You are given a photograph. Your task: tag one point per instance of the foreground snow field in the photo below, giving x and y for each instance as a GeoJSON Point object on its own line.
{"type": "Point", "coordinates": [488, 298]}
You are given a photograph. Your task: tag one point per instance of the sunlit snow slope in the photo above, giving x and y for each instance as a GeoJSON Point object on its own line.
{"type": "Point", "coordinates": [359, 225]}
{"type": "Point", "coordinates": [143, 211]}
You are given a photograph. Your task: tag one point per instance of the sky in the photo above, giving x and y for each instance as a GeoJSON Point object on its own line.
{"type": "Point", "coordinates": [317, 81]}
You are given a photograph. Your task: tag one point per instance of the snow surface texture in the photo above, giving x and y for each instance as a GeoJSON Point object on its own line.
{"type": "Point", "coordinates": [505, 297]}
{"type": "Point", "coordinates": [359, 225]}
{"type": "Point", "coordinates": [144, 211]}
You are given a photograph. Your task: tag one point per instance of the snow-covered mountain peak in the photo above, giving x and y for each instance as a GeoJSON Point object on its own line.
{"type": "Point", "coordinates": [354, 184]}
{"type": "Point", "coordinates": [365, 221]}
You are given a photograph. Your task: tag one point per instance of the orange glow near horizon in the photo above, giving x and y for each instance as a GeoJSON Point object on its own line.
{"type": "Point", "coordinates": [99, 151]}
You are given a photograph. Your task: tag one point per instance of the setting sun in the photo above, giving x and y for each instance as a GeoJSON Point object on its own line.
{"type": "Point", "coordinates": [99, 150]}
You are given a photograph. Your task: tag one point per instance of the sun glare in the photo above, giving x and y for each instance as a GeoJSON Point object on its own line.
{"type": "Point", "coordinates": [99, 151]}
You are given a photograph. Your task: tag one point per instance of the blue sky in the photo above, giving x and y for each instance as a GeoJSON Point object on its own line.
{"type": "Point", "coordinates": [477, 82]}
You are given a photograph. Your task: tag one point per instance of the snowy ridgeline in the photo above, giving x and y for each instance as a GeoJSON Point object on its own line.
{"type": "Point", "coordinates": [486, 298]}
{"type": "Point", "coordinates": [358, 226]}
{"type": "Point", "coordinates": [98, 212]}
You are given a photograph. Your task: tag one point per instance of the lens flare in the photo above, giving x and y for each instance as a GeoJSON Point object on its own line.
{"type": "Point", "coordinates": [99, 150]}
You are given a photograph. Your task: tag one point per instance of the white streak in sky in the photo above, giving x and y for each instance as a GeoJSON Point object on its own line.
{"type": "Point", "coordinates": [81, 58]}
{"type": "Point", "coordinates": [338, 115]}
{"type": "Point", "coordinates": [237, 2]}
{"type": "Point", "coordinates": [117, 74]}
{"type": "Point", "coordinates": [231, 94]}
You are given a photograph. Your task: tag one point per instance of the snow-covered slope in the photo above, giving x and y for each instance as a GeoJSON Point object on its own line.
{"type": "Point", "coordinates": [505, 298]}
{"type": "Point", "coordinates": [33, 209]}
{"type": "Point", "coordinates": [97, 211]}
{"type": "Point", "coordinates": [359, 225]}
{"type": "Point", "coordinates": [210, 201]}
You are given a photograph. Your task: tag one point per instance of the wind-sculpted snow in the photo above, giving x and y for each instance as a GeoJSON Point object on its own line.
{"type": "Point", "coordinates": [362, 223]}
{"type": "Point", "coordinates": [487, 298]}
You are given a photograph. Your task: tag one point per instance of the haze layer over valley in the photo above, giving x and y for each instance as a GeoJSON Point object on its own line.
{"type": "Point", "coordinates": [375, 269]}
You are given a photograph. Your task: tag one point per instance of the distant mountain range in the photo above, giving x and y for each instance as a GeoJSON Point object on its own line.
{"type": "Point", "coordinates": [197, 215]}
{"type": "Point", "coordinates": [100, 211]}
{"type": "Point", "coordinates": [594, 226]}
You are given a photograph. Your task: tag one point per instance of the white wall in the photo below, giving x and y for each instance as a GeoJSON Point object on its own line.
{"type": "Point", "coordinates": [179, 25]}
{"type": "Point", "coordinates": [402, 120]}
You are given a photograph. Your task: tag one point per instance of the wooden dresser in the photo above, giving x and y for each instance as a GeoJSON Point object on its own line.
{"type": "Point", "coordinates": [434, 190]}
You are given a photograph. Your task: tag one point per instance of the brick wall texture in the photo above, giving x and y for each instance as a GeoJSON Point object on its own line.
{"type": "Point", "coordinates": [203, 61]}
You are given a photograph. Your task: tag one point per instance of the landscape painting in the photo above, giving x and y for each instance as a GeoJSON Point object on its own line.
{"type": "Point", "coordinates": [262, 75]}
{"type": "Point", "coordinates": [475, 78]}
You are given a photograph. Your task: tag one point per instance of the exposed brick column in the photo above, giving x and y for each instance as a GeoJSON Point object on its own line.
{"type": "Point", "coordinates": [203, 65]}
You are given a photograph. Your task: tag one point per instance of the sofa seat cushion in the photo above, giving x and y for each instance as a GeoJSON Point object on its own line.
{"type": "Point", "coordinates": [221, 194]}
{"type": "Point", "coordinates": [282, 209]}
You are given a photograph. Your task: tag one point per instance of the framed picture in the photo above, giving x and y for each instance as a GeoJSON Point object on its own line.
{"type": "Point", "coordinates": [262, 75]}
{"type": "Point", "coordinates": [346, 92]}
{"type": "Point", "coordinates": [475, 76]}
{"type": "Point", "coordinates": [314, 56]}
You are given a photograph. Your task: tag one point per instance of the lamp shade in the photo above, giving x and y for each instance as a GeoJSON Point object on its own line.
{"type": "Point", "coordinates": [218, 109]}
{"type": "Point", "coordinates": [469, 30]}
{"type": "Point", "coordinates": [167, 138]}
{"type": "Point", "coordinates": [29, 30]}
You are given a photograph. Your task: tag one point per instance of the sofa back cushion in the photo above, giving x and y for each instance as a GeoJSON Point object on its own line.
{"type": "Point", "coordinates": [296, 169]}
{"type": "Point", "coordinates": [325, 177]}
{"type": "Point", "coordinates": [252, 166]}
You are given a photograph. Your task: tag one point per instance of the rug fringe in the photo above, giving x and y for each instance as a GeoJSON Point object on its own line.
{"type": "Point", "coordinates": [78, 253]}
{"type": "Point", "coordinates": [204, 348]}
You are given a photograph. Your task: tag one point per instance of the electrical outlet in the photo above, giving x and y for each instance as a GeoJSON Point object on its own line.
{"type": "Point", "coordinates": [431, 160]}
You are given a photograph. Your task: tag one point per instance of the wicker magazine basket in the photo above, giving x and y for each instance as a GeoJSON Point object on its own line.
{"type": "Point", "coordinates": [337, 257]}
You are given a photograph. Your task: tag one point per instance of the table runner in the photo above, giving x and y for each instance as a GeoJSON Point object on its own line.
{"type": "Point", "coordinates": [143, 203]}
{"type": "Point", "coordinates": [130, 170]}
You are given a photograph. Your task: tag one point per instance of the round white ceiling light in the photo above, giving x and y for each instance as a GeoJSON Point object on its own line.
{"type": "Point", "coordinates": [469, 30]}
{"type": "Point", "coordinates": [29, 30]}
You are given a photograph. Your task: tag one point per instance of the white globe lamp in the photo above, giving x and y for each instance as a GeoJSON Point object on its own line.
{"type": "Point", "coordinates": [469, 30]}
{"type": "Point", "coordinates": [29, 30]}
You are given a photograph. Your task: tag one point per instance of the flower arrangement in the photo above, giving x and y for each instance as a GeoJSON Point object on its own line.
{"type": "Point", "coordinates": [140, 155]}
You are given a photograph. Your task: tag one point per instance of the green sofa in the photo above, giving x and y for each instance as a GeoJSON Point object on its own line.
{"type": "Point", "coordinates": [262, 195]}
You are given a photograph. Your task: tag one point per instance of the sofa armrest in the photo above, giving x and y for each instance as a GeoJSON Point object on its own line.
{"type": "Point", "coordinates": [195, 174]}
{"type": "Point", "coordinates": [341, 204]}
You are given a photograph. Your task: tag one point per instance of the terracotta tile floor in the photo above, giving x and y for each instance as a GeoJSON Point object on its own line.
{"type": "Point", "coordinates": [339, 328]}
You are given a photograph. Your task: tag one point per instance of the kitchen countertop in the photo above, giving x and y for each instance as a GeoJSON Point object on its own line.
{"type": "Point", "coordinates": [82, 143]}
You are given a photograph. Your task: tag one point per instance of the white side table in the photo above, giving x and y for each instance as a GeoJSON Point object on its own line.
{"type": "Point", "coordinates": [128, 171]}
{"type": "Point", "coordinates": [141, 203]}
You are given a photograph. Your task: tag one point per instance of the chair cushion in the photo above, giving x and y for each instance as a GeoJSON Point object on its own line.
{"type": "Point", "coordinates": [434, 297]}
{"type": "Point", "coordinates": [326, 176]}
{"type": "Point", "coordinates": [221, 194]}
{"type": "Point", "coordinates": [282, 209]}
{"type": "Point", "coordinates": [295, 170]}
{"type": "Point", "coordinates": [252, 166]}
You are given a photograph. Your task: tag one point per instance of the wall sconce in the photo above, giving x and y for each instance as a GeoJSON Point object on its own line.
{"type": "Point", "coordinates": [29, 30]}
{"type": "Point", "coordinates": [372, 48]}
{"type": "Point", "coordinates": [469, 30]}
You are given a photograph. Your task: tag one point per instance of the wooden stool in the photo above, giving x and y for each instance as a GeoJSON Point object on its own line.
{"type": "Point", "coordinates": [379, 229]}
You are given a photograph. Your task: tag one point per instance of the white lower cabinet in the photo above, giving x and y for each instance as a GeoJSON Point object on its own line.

→ **Work to do**: Starting with the line that contains "the white side", output every line through the end of the listing above, unchanged.

→ **The result**:
You are given a photograph. Your task: tag one point per instance of the white side table in the photo above, giving x and y for each instance as a GeoJSON Point object on its own line.
{"type": "Point", "coordinates": [128, 171]}
{"type": "Point", "coordinates": [141, 203]}
You are given a photograph. Your task: tag one point per instance of the chair cushion in the photo above, giving x and y for each instance as a GeoJSON Point object on its own line.
{"type": "Point", "coordinates": [434, 297]}
{"type": "Point", "coordinates": [326, 176]}
{"type": "Point", "coordinates": [221, 194]}
{"type": "Point", "coordinates": [282, 209]}
{"type": "Point", "coordinates": [295, 170]}
{"type": "Point", "coordinates": [252, 166]}
You are given a photograph. Your task: tag one point per instance of the wall sconce in the photo above, giving x and y for each instance as a GeoJSON Point object on its own line.
{"type": "Point", "coordinates": [29, 30]}
{"type": "Point", "coordinates": [372, 48]}
{"type": "Point", "coordinates": [469, 30]}
You are given a photograph. Your task: tag one point per instance of the wooden stool in the photo above, giving x and y for each instance as a GeoJSON Point object on its own line.
{"type": "Point", "coordinates": [379, 229]}
You are given a photograph. Your task: tag one point per instance of the white lower cabinet in the photo above, giving x and y for each instance as a GeoJSON Point object on its own line.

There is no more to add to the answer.